● **GOAL OF THE EXERCISE**: Find every line in the records below that contains the word "vase", and copy each of those lines out in full.
-------------------------
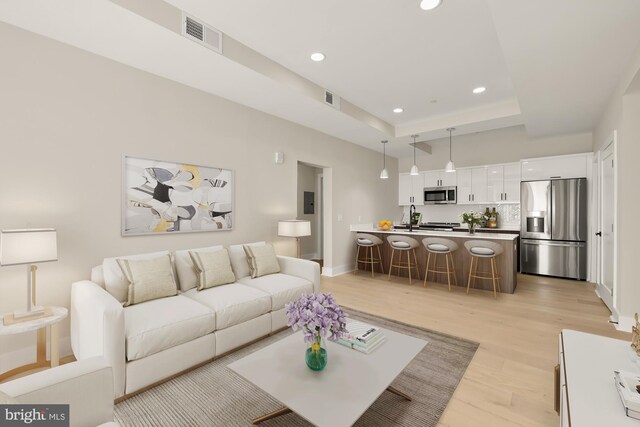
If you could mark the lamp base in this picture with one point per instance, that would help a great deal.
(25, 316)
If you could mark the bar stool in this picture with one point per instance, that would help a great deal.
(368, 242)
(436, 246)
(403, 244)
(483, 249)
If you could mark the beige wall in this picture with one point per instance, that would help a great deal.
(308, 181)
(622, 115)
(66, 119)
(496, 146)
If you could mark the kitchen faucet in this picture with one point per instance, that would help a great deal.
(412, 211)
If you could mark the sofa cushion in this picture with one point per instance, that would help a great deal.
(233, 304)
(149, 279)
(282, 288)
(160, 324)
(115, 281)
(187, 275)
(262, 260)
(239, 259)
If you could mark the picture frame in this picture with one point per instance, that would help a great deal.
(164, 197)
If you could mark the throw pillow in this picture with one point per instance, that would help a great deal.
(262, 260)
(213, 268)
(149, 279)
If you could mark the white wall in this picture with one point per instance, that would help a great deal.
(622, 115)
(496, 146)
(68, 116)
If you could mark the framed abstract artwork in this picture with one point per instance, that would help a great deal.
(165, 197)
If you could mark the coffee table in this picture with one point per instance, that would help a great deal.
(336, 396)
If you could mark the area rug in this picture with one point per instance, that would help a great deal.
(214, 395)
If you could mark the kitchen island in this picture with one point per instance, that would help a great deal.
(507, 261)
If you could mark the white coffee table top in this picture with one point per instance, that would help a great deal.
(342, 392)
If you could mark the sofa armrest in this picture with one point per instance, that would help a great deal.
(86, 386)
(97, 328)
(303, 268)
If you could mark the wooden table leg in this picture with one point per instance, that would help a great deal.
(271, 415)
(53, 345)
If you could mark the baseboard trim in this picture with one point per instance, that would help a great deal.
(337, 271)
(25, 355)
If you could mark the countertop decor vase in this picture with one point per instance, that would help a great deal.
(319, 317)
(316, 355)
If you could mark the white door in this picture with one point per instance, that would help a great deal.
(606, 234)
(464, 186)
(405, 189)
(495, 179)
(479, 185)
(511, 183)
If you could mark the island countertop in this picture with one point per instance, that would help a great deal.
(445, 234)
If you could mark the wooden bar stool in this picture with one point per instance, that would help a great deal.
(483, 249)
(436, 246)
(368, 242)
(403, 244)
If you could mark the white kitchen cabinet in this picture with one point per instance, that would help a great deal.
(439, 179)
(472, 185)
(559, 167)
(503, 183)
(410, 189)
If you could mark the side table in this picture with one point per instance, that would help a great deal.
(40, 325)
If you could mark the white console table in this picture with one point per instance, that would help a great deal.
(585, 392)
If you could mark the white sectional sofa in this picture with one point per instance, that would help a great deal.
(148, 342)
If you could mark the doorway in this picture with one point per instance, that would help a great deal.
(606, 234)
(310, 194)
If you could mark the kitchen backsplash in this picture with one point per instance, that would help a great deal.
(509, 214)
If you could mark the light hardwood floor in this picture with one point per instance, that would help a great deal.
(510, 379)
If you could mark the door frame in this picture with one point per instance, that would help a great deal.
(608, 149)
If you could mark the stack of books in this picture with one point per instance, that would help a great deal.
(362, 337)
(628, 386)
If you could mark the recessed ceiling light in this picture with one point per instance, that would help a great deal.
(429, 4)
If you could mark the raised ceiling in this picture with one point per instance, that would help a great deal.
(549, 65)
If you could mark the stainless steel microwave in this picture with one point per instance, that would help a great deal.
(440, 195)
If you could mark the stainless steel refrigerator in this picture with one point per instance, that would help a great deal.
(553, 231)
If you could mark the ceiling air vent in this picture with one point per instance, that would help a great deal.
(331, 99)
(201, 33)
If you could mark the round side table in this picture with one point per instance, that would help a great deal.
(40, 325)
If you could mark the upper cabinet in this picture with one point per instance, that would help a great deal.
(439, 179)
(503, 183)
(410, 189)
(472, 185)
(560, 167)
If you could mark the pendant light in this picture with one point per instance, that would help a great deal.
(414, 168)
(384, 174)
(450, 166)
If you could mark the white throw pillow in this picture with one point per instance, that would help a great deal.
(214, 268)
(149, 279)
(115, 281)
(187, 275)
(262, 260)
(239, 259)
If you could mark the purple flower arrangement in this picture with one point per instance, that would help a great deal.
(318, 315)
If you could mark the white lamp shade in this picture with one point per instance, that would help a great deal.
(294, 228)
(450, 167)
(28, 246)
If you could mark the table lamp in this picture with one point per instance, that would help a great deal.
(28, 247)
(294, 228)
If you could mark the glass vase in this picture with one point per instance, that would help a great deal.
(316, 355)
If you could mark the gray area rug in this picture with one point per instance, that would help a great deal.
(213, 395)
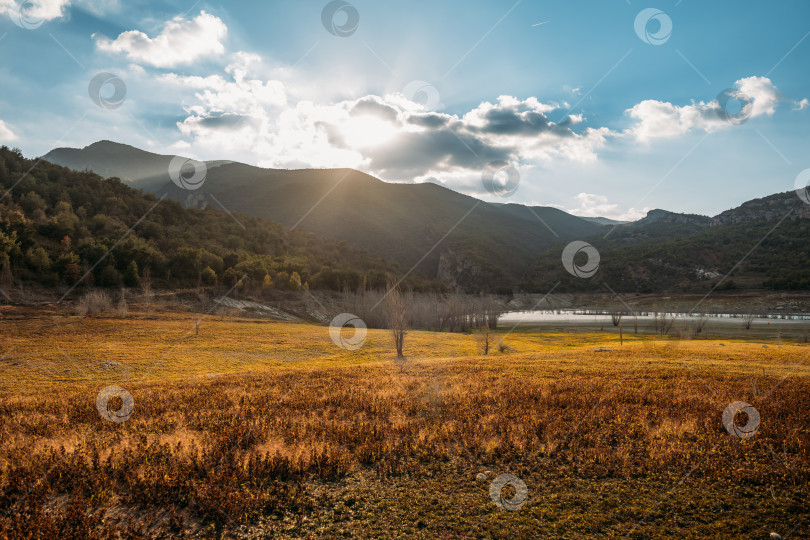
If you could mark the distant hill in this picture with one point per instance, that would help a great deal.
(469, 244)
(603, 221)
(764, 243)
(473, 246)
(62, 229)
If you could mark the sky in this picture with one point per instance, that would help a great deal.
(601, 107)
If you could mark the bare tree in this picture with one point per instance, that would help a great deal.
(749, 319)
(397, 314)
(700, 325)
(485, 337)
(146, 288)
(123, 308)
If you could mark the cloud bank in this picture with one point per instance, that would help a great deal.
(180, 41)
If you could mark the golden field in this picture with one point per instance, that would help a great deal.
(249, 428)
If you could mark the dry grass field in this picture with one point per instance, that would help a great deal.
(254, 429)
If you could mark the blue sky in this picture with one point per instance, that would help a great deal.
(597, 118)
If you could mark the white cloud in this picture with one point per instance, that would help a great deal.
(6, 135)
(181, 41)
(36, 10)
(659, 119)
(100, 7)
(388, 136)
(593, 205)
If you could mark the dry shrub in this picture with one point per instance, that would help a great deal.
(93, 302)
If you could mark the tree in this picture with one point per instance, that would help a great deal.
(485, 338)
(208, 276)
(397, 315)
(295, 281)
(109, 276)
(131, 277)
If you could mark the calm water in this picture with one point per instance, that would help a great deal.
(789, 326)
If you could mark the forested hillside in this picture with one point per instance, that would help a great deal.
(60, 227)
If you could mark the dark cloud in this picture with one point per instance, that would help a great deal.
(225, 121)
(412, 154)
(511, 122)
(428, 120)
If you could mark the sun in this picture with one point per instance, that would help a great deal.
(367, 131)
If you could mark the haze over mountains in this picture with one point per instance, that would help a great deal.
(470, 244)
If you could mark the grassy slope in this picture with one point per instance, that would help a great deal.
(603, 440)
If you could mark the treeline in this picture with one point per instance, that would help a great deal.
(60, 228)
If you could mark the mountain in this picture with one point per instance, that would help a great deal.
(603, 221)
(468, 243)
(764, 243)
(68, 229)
-------------------------
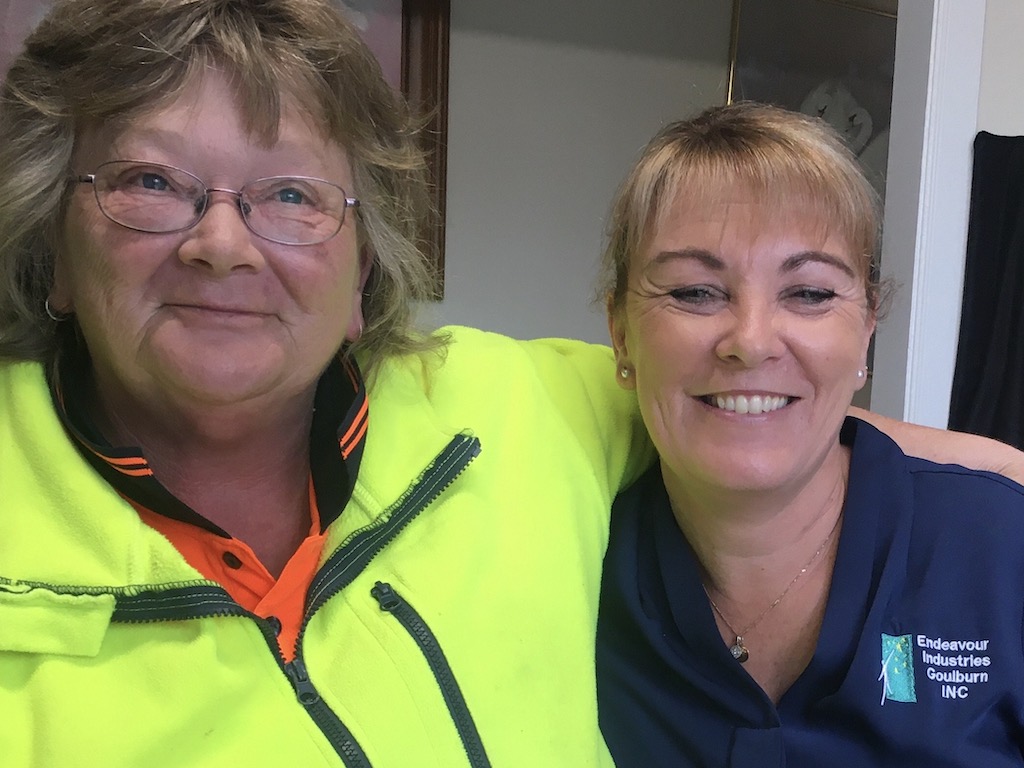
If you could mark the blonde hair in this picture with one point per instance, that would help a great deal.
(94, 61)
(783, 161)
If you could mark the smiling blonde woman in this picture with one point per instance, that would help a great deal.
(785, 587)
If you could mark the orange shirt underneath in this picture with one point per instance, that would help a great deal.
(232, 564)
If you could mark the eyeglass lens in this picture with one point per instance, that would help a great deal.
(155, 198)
-------------------------
● **ANSWER TO THIS EXERCISE**:
If you could mark the countertop decor vase in this picture with one point per instance, that would help a great deal.
If you could mark the glass vase in this picture with one point per instance, that would help a great deal.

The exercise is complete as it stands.